SOURCE EXCERPT:
* * * *
Blog

Deep Learning

-- posted March 2016 --

This blog is about deep learning, which pertains to the use of deep neural networks for machine learning, and is the cause for many of today’s most talked-about innovations in artificial intelligence.

If you have never taken a course in this field, the objective in machine learning is to describe the correlations among the variables in a process/system by fitting mathematical functions to collected output data from the process, as opposed to the conventional approaches for mathematical modeling of processes/systems based on explicitly defining the mathematical relationships between the input and output variables. As the need to deal with big data entailing hundreds or thousands of variables and parameters is becoming more prominent, developing mathematical functions that encode the dependency among so many variables has become increasingly more challenging, and consequently, more and more applications have to rely on implementing some sort of machine learning for extracting the dependency directly from collected data. The most common tasks in machine learning are classification, clustering, and prediction. For example, to classify whether an incoming email is spam or non-spam, an algorithm will first analyze many spam and non-spam messages, and based on the occurrence of certain keywords in the messages it will learn to categorize the messages and to filter out the spam emails.
* * * *
GIVEN REQUEST 1: Reproduce word for word the passage of the deep learning post starting at "-- posted March" and ending at "in artificial intelligence.".
The deep learning post has no connection to the records.
* * * *
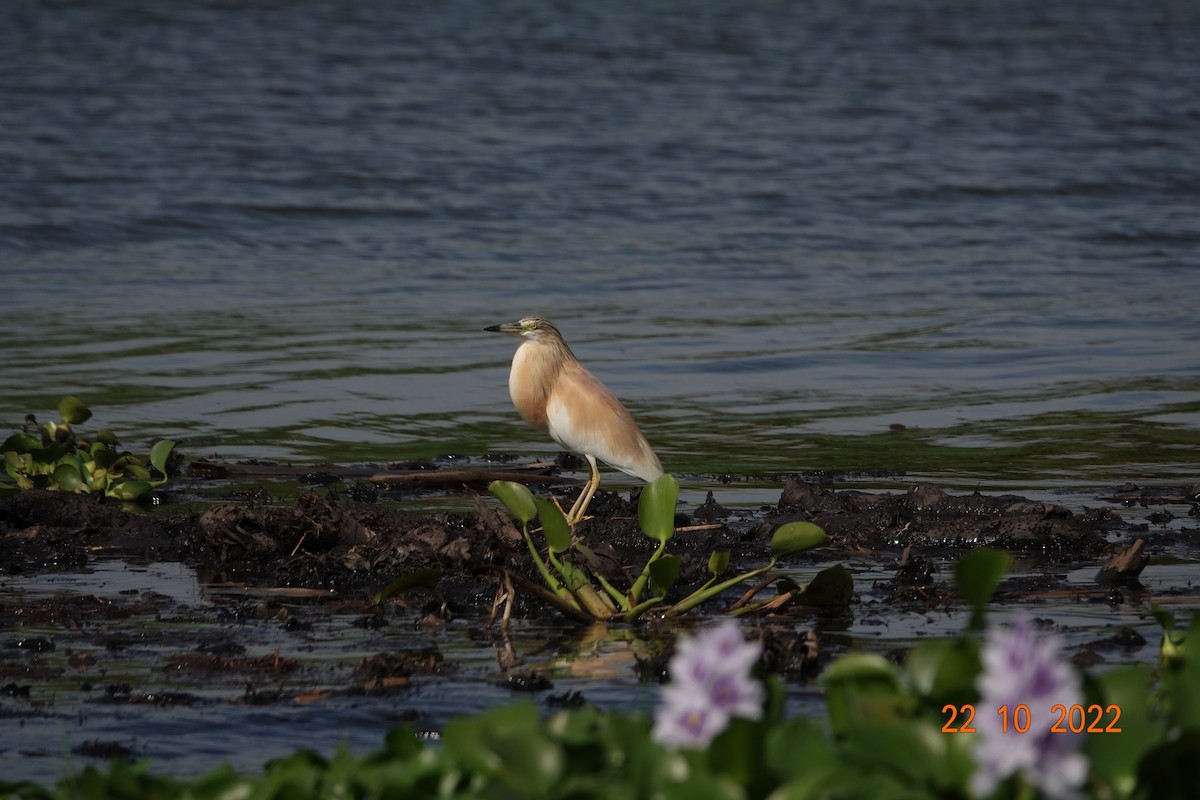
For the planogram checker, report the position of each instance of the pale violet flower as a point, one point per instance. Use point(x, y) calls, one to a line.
point(1024, 667)
point(709, 683)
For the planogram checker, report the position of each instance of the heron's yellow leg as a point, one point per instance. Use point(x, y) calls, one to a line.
point(585, 499)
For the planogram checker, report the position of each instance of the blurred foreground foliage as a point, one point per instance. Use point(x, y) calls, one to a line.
point(885, 738)
point(53, 456)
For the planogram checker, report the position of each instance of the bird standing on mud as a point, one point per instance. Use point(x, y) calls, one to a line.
point(552, 390)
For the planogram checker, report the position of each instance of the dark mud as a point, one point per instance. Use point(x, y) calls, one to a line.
point(289, 620)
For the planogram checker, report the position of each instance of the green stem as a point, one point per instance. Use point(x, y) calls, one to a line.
point(640, 584)
point(701, 595)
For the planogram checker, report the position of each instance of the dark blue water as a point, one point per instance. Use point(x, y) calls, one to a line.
point(774, 228)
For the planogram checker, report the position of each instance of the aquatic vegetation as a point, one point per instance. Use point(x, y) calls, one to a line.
point(893, 731)
point(711, 684)
point(573, 583)
point(1030, 684)
point(53, 456)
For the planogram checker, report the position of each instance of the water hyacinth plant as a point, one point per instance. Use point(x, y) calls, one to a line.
point(54, 456)
point(1029, 692)
point(893, 732)
point(579, 589)
point(711, 683)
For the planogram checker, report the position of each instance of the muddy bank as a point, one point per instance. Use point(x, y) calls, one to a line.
point(341, 542)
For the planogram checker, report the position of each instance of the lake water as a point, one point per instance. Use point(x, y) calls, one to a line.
point(904, 240)
point(774, 229)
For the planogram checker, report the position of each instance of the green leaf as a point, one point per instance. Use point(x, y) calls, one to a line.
point(102, 456)
point(67, 476)
point(553, 525)
point(160, 453)
point(977, 575)
point(655, 509)
point(945, 671)
point(863, 689)
point(516, 498)
point(795, 537)
point(22, 443)
point(129, 489)
point(718, 561)
point(72, 410)
point(1123, 693)
point(663, 573)
point(1171, 769)
point(829, 587)
point(425, 578)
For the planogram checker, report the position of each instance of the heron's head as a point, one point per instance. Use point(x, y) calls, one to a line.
point(533, 329)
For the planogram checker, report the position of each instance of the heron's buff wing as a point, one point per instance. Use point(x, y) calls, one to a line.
point(586, 417)
point(534, 370)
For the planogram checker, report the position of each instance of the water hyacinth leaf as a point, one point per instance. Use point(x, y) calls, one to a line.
point(553, 525)
point(1185, 680)
point(102, 456)
point(72, 410)
point(516, 498)
point(831, 587)
point(977, 575)
point(136, 469)
point(69, 477)
point(945, 669)
point(663, 573)
point(1114, 757)
point(425, 578)
point(718, 561)
point(1170, 770)
point(22, 443)
point(655, 509)
point(795, 537)
point(863, 689)
point(129, 489)
point(160, 453)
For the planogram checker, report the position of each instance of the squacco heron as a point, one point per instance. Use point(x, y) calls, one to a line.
point(552, 390)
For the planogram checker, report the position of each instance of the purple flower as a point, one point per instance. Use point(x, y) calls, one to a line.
point(1023, 667)
point(709, 683)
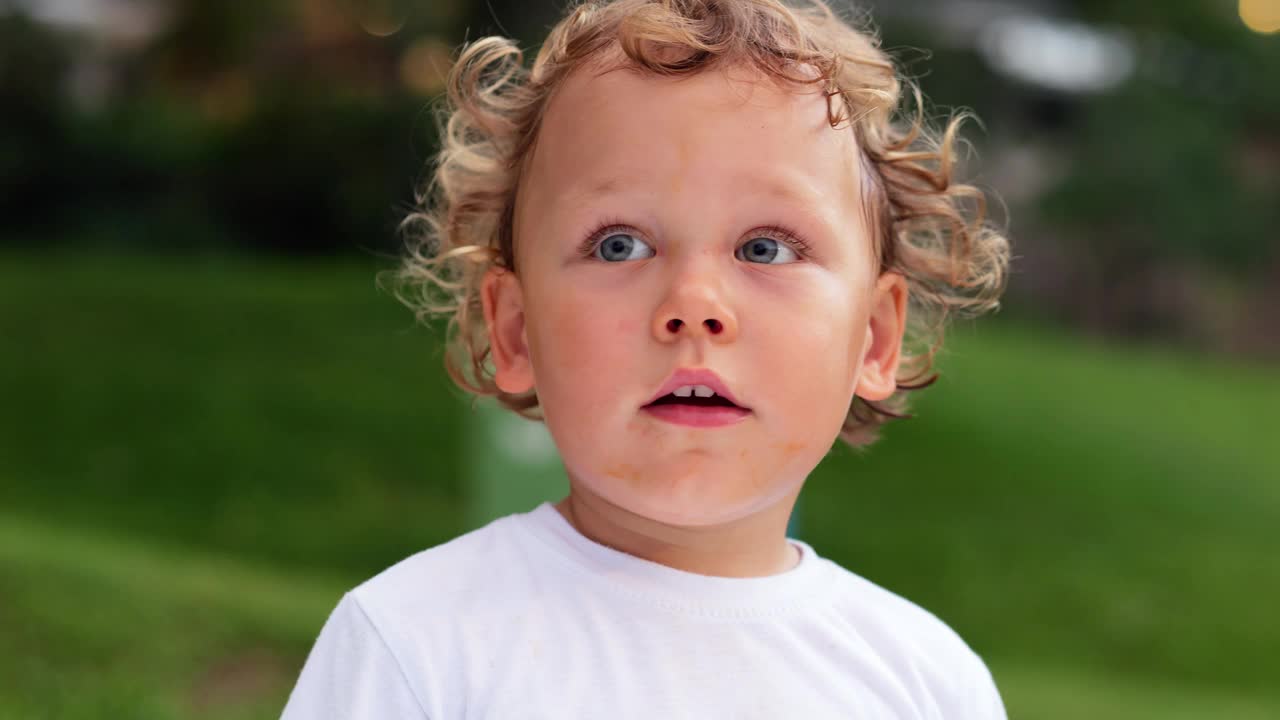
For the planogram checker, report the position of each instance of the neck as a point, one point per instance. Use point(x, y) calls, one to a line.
point(748, 547)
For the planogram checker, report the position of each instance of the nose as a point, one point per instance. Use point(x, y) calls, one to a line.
point(695, 309)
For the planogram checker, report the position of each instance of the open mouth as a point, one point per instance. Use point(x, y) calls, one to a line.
point(713, 401)
point(696, 410)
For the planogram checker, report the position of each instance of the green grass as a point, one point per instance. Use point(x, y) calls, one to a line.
point(197, 456)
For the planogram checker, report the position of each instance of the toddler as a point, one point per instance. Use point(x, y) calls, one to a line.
point(700, 241)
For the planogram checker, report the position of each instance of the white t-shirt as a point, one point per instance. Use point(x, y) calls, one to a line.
point(528, 619)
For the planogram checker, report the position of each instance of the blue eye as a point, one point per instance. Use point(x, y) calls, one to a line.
point(621, 246)
point(766, 250)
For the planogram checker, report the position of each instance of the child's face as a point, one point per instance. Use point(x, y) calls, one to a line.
point(694, 180)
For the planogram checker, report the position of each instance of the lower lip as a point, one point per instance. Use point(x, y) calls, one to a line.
point(698, 417)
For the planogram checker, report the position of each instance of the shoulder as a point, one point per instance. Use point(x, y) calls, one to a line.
point(449, 577)
point(919, 643)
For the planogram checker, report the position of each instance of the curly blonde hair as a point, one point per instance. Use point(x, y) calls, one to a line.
point(926, 226)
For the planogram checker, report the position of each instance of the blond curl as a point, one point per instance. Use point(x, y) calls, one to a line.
point(926, 224)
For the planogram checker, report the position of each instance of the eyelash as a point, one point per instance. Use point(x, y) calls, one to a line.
point(773, 232)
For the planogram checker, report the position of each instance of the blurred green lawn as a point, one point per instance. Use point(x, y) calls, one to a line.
point(199, 455)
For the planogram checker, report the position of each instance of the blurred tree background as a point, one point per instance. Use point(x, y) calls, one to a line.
point(213, 423)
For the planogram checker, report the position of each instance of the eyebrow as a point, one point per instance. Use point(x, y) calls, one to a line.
point(795, 192)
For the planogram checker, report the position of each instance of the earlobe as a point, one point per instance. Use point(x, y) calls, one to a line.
point(885, 329)
point(503, 304)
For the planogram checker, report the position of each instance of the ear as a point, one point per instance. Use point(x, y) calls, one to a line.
point(504, 318)
point(883, 347)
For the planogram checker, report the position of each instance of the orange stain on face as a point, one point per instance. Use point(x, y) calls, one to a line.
point(622, 472)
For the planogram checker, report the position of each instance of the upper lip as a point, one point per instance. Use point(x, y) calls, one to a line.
point(695, 377)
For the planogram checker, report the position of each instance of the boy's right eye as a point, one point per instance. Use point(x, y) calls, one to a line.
point(618, 246)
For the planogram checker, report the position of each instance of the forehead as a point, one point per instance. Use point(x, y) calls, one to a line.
point(722, 132)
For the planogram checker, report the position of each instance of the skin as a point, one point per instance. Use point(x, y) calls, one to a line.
point(694, 168)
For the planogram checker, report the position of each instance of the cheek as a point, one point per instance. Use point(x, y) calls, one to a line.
point(581, 346)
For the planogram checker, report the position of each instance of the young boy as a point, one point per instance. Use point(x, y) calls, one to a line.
point(688, 240)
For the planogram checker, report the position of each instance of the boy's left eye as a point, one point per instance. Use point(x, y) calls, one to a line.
point(766, 250)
* * * *
GIVEN REQUEST 2: Quote the lines of the records starting at the line that contains "of the orange" and ending at the line that contains "point(695, 377)".

TASK ANSWER 1:
-- posted March 2016 --

This blog is about deep learning, which pertains to the use of deep neural networks for machine learning, and is the cause for many of today’s most talked-about innovations in artificial intelligence.

TASK ANSWER 2:
For the planogram checker, report the position of each instance of the orange stain on face as a point, one point per instance. Use point(x, y) calls, one to a line.
point(622, 472)
For the planogram checker, report the position of each instance of the upper lip as a point, one point per instance. Use point(x, y) calls, one to a line.
point(695, 377)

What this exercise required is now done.